Photo-based point labeling data:
━━━━

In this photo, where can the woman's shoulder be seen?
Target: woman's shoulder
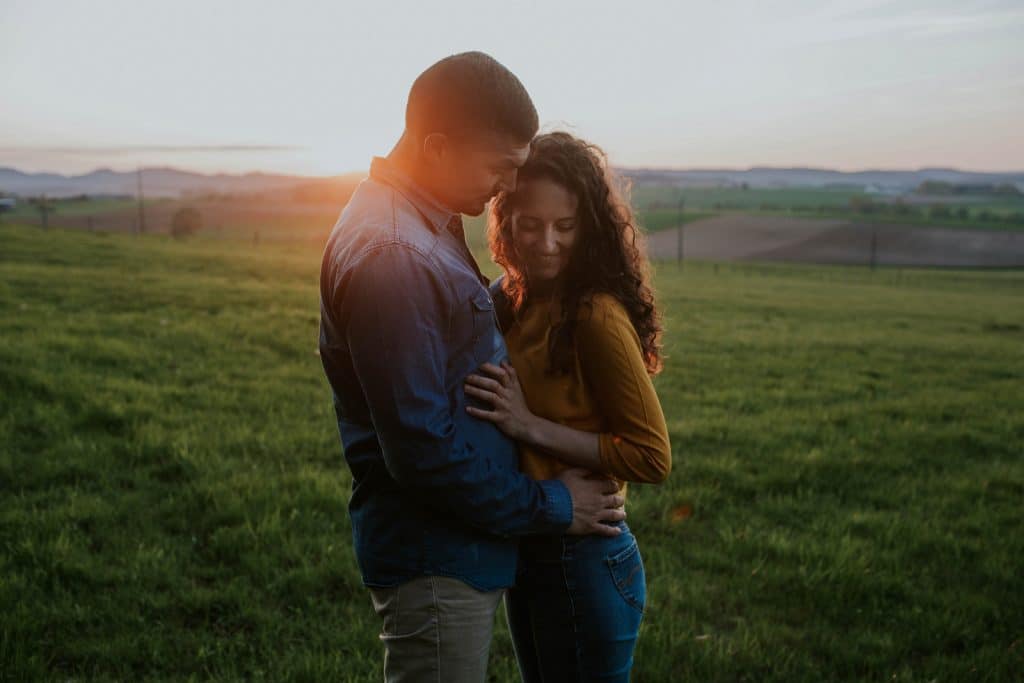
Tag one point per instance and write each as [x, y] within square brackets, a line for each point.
[602, 308]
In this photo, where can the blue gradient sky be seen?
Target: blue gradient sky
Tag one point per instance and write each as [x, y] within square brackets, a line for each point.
[318, 87]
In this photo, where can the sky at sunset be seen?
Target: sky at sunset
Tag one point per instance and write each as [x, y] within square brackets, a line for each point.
[320, 87]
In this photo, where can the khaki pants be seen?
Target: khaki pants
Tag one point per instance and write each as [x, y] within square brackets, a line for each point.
[436, 630]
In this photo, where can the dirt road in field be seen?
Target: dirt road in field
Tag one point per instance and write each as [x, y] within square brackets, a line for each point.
[756, 238]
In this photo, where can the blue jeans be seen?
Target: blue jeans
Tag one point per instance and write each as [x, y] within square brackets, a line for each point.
[576, 608]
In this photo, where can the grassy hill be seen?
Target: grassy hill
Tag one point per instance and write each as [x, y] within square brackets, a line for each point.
[845, 502]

━━━━

Work to do
What are the lines from the one with "In this photo, where can the dirt" through the last line of the records above? Quote them exactly and add nothing.

Output of the task
In this photo, where can the dirt road in field be seen?
Target: dirt road in field
Tag one point per instance and write each as [x, y] within square brackets, a line for each point.
[756, 238]
In this photo, where can the blue jeans be seen?
Target: blue jeans
Tag one point per instance and write each as [x, y] within square brackets, a line for each point.
[576, 608]
In this photo, where can the grassy hill be seen?
Target: grassy hill
Tag one point per instance and write each as [x, y] within square brackets, a line for each point.
[845, 502]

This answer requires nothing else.